We Programmers should be Engineers

Published in

The Startup

7 min readDec 8, 2019

Am I a developer or a programmer? Maybe a code ninja or a hacker? My LinkedIn profile boldly claims I am a “technologist” — which I thought was a pretty cool career title back when I made it, and probably didn’t automatically pigeonhole me into any specific kind of role. The more time I spend writing code and maintaining systems in my career, the more I am convinced that I should rely on principles and philosophies drawn from the classical roots of engineering disciplines.

A particularly pivotal manager and leader I had the opportunity to work with several years ago, someone who would know exactly who they are if they read this, tried to explain to me that the gravy train of software developers being inculpable for their messes would end one day. Today, the liability of writing unsafe or plainly broken code is often absorbed at the corporate level, and even when an internal root cause analysis is performed, I rarely see anyone directly involved in building the problem volunteering to explain their participation. Indeed, much of this makes a lot of sense. It takes more than one person to deliver a broken product, and it is often the result of a multitude of mistakes and lack of investment over years that produced an unsafe environment that made such a broken product be possible to begin with. Can you really hold a developer accountable for introducing a regression when unit test coverage is at 50%, integration tests against a deployed environment don’t exist, and there is no continuous delivery pipeline?

As a relatively immature developer at the time, the thought of personal accountability for my work was not something that I embraced. As a now slightly less immature software engineer, I see the landscape of minimal test coverage and slowly degrading system reliability as a reality that needs to be managed. I’ll go for the extreme example: much the same way that I imagine the engineers for New York’s subway system manage to still plan upgrades and maintenance work, I am still obligated to operate with expertise in a less-than-picturesque technology landscape. Doing so requires surfacing some harsh realities on the results of the business decisions made to people that may rather not hear about it, and doing that is often best delivered using some understandable metrics that help communicate the differences between good and poor systems. In software, there’s tons of metrics and patterns and philosophies that try to indicate if we’re being good stewards of our systems, or if we’re slowly threading the needle to create a nest of unintelligible dependencies and innumerable logical code paths.

--- --- ---

- **Problems to work on**:
**a.** Please return the part of the article on programmers as engineers between "We Programmers should" and "of engineering disciplines.", inclusive, without changing a word.
**b.** Answer these questions using the article on programmers as engineers:
(i) What career title does the author's LinkedIn profile claim?
(ii) In the question about holding a developer accountable for a regression, what unit test coverage figure is given?
(iii) Whose engineers does the author offer as the extreme example of planning upgrades and maintenance work?
**c.** Extend the article on programmers as engineers, picking up right after its final sentence.
The data that come next are separate from the article on programmers as engineers.

- **Collected data**:

--- --- ---

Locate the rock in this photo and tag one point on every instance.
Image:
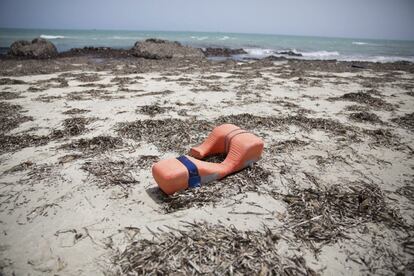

--- --- ---

- **Expected outputs**:
**a.**
We Programmers should be Engineers

Published in

The Startup

7 min readDec 8, 2019

Am I a developer or a programmer? Maybe a code ninja or a hacker? My LinkedIn profile boldly claims I am a “technologist” — which I thought was a pretty cool career title back when I made it, and probably didn’t automatically pigeonhole me into any specific kind of role. The more time I spend writing code and maintaining systems in my career, the more I am convinced that I should rely on principles and philosophies drawn from the classical roots of engineering disciplines.

**b.**
(i) Technologist.
(ii) 50%.
(iii) The engineers for New York's subway system.

**c.**
The same manager I referenced before not only preached of impending doom to our playtime, but also provided a meaningful antidote against the plague of analysis paralysis that such a numerous range of measurements might induce. The proposal was that the single most important concept to grasp when building a system, service, sub-system, component, module, class, or function was the volatility of the problem that was being solved. This isn’t something that can be universally measured like centimeters or kilograms, but I promise two things: (1) we’ll get to measurable items in a moment, and (2) you can readily invent an arbitrary system to compare the risk and complexity of volatility (I’m looking at you, agile story points) so long as you understand the nature of the business you’re involved in. And this is where we engineers need to start being able to communicate these concepts with our business leaders to understand the likelihood of certain changes being introduced, and then we can run some mental models of what it would take to adapt to these changes.

For example, my team is using Amazon’s DynamoDB to cache some data that we fetch from a third-party managed service used during transaction processing. An aside: I still find DynamoDB’s API to be Byzantine, but I’ve actually enjoyed using it. Caching inherently introduces a CAP theorem trade-off, but we decided to accept the lack of consistency in this case. Why? Because after discussions with business and client team members, we understood that this data is generally only set during system configuration time, and does not change once transactions begin, and a simple 24-hour refresh cycle was deemed sufficient. Problem solved… until the first time we actually start setting up a client. We forgot that the people configuring and testing the systems are stakeholders too, and their cycle time is far faster than the real world they’re building for. They will reuse entities, change mappings, fix spelling mistakes, and cycle through a setup that might normally exist for months in the matter of a day. While these people are not the primary stakeholder of these features of our system, their overall approval of the configured environment is an absolute requirement before we can begin fulfilling real world business needs.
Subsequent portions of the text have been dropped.